* [Written request]: Each record needs to be echoed exactly; can you do that?

* [Exercise inputs]:
———
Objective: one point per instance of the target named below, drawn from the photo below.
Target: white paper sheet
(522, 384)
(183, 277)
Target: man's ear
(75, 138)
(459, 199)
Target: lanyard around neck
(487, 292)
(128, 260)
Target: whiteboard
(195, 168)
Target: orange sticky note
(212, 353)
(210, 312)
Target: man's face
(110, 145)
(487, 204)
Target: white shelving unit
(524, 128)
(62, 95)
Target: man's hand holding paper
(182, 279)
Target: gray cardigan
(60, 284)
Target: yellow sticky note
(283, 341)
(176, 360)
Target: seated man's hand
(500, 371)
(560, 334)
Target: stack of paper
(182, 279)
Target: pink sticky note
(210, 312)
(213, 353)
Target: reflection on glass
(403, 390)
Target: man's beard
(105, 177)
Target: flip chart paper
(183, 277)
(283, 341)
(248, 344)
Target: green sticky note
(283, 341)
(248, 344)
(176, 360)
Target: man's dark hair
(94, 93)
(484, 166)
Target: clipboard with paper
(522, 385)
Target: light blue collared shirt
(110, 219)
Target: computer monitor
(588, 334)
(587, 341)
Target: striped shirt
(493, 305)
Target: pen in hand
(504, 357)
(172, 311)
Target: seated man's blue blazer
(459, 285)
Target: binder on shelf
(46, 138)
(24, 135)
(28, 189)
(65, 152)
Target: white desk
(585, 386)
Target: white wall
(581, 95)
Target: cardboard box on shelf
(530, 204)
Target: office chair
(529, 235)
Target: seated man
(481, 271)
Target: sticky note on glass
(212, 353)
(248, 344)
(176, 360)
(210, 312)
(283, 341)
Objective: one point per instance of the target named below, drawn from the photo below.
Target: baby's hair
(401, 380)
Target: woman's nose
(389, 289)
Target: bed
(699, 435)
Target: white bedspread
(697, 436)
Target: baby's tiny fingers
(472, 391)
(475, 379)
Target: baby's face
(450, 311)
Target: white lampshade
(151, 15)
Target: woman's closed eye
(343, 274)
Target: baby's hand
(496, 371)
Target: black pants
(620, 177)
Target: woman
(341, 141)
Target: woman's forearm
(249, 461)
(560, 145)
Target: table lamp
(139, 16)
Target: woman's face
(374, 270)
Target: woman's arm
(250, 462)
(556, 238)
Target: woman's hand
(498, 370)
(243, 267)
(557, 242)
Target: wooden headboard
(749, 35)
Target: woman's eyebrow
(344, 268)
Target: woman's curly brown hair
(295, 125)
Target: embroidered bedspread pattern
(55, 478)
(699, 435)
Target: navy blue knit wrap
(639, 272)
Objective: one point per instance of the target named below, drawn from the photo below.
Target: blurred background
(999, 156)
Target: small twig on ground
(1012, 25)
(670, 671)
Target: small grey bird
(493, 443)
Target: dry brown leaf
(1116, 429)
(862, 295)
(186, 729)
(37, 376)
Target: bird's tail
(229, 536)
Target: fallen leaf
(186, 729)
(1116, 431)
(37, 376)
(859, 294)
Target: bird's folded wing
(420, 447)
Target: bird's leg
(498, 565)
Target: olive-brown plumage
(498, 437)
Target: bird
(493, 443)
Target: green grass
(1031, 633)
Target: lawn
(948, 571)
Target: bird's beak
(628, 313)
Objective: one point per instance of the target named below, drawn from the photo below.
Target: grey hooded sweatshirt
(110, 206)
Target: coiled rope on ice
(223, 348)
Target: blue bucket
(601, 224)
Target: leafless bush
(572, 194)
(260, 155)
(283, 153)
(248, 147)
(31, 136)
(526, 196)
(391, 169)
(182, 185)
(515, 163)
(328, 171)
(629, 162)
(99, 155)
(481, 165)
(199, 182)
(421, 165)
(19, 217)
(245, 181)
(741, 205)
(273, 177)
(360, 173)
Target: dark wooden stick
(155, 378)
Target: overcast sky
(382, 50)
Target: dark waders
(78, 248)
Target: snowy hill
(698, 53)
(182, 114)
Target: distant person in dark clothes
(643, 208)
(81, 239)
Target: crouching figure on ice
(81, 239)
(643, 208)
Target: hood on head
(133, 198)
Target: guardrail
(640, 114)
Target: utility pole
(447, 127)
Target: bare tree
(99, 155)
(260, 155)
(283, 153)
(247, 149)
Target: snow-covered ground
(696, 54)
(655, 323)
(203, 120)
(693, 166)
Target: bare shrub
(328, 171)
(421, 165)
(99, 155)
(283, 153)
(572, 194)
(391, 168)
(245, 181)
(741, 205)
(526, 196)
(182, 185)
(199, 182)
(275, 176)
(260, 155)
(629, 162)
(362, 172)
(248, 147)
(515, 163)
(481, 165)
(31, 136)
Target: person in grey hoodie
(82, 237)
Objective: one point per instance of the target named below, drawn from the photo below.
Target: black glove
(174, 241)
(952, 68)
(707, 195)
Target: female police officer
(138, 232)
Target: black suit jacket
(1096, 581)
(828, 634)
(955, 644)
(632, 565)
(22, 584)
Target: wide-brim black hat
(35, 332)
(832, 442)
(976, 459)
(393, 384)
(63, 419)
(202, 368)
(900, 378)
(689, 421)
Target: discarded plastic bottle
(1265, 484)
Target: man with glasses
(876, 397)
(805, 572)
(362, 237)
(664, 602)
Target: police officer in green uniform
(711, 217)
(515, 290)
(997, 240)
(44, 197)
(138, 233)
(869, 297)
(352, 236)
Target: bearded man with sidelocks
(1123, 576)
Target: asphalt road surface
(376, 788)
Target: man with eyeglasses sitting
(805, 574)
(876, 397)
———
* [Written response]:
Objective: one point per instance of the target named below, drawn from the photo below.
Target: white paper sheet
(522, 384)
(183, 277)
Target: man's ear
(75, 138)
(459, 199)
Target: lanyard around neck
(487, 292)
(128, 260)
Target: whiteboard
(195, 168)
Target: orange sticky note
(212, 353)
(210, 312)
Target: man's face
(110, 145)
(487, 204)
Target: white shelving unit
(524, 128)
(62, 95)
Target: man's hand holding paper
(182, 279)
Target: gray cardigan
(60, 284)
Target: yellow sticky note
(283, 341)
(176, 360)
Target: seated man's hand
(500, 371)
(560, 334)
Target: stack of paper
(182, 279)
Target: pink sticky note
(210, 312)
(213, 353)
Target: reflection on glass
(403, 390)
Target: man's beard
(105, 177)
Target: flip chart paper
(183, 277)
(283, 341)
(248, 344)
Target: green sticky note
(283, 341)
(248, 344)
(176, 360)
Target: man's dark hair
(94, 93)
(484, 166)
Target: clipboard with paper
(522, 385)
Target: light blue collared shirt
(110, 219)
Target: computer monitor
(588, 334)
(587, 341)
Target: striped shirt
(493, 305)
Target: pen in hand
(504, 357)
(172, 311)
Target: seated man's blue blazer
(459, 285)
Target: binder on shelf
(46, 138)
(24, 135)
(28, 189)
(65, 152)
Target: white desk
(585, 386)
Target: white wall
(581, 95)
Target: cardboard box on shelf
(530, 204)
Target: office chair
(529, 235)
Target: seated man
(481, 271)
Target: sticky note on glass
(212, 353)
(248, 344)
(176, 360)
(210, 312)
(283, 341)
Objective: one point per instance of the target named below, drawn from the photo below.
Target: baby's hair
(401, 380)
Target: woman's nose
(389, 289)
Target: bed
(699, 435)
Target: white bedspread
(697, 436)
Target: baby's tiny fingers
(472, 391)
(475, 379)
Target: baby's face
(450, 311)
Target: white lampshade
(151, 15)
Target: woman's closed eye
(343, 274)
Target: baby's hand
(496, 371)
Target: black pants
(620, 177)
Target: woman
(341, 141)
Target: woman's forearm
(249, 461)
(560, 145)
Target: table lamp
(139, 16)
Target: woman's face
(374, 270)
Target: woman's arm
(250, 462)
(556, 238)
Target: woman's hand
(498, 370)
(243, 267)
(557, 242)
Target: wooden headboard
(749, 35)
Target: woman's eyebrow
(344, 268)
Target: woman's curly brown hair
(295, 125)
Target: embroidered bedspread pattern
(55, 478)
(699, 435)
Target: navy blue knit wrap
(639, 272)
Objective: one point per instance of the target named below, drawn from the photo below.
Target: blurred background
(999, 156)
Target: small twig on ground
(1012, 25)
(670, 671)
Target: small grey bird
(493, 443)
Target: dry brown leaf
(1116, 429)
(862, 295)
(186, 729)
(37, 376)
Target: bird's tail
(229, 536)
Target: fallen leaf
(186, 729)
(1116, 431)
(37, 376)
(859, 294)
Target: bird's folded wing
(420, 447)
Target: bird's leg
(498, 565)
Target: olive-brown plumage
(498, 437)
Target: bird
(493, 443)
Target: green grass
(1031, 633)
Target: lawn
(948, 571)
Target: bird's beak
(628, 313)
Objective: one point per instance of the target named below, drawn from the photo below.
Target: grey hooded sweatshirt
(110, 206)
Target: coiled rope on ice
(223, 348)
Target: blue bucket
(601, 224)
Target: leafless bush
(572, 194)
(260, 155)
(283, 153)
(248, 147)
(31, 136)
(526, 196)
(391, 169)
(182, 185)
(515, 163)
(328, 171)
(629, 162)
(99, 155)
(481, 165)
(199, 182)
(421, 165)
(19, 217)
(245, 181)
(741, 205)
(273, 177)
(360, 173)
Target: dark wooden stick
(155, 378)
Target: overcast sky
(382, 50)
Target: dark waders
(78, 248)
Target: snowy hill
(698, 53)
(182, 114)
Target: distant person in dark clothes
(643, 208)
(81, 239)
Target: crouching figure on ice
(81, 239)
(643, 208)
Target: hood on head
(133, 198)
Target: guardrail
(640, 114)
Target: utility pole
(447, 127)
Target: bare tree
(99, 155)
(260, 155)
(283, 153)
(247, 149)
Target: snow-covered ground
(696, 54)
(655, 323)
(203, 120)
(693, 166)
Target: bare shrub
(328, 171)
(421, 165)
(99, 155)
(283, 153)
(572, 194)
(391, 168)
(245, 181)
(741, 205)
(526, 196)
(182, 185)
(199, 182)
(275, 176)
(260, 155)
(629, 162)
(362, 172)
(248, 147)
(515, 163)
(481, 165)
(31, 136)
Target: person in grey hoodie
(82, 237)
Objective: one point per instance of the target named below, drawn from the photo below.
Target: black glove
(174, 241)
(952, 68)
(707, 195)
Target: female police officer
(138, 232)
Target: black suit jacket
(1096, 581)
(828, 634)
(955, 644)
(632, 565)
(22, 584)
Target: wide-brim black hat
(35, 332)
(832, 442)
(976, 459)
(393, 384)
(63, 419)
(202, 368)
(900, 378)
(689, 421)
Target: discarded plastic bottle
(1265, 484)
Target: man with glasses
(876, 397)
(805, 572)
(362, 237)
(664, 602)
Target: police officer in green uniform
(711, 217)
(515, 290)
(997, 240)
(44, 197)
(138, 233)
(869, 297)
(352, 236)
Target: bearded man with sidelocks
(1123, 576)
Target: asphalt road surface
(376, 788)
Target: man with eyeglasses sitting
(805, 574)
(876, 397)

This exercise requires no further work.